Please give each line of the listing below as one string in a JSON list, leaving out blank lines.
[Provided data start]
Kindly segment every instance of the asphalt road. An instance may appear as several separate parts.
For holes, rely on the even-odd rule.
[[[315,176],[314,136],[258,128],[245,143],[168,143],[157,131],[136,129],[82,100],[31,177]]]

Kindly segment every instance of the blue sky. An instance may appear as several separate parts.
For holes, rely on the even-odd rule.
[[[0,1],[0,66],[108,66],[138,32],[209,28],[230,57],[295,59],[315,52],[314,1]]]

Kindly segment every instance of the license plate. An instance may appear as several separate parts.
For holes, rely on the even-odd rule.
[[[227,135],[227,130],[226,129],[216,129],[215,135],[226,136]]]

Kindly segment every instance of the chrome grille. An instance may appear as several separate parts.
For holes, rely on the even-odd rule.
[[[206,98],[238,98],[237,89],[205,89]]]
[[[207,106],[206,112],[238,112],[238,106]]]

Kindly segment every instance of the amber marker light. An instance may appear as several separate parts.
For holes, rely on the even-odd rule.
[Provided data end]
**Written solution:**
[
  "Kindly segment every instance of the asphalt road. An instance may appear as several separate parts.",
  "For holes, rely on the even-odd rule.",
  "[[[315,176],[314,136],[258,128],[245,143],[168,143],[157,131],[136,129],[82,100],[31,177]]]",
  "Kindly segment every instance of the blue sky. An instance may appear as several separate parts.",
  "For holes, rely on the even-odd rule.",
  "[[[0,1],[0,66],[108,66],[138,32],[209,28],[230,57],[295,59],[315,52],[314,1]]]",
  "Kindly segment every instance of the license plate. An instance may appear as several separate parts.",
  "For holes, rely on the even-odd rule.",
  "[[[227,135],[227,130],[226,129],[216,129],[215,135],[226,136]]]",
  "Kindly segment every instance of the chrome grille. An instance may appear as several separate parts.",
  "For holes, rely on the even-odd rule.",
  "[[[206,98],[238,98],[237,89],[205,89]]]",
  "[[[207,106],[206,112],[238,112],[238,106]]]",
  "Kindly segment every instance of the amber marker light. An instance may appear as several separate parts.",
  "For holes, rely on the even-odd rule."
]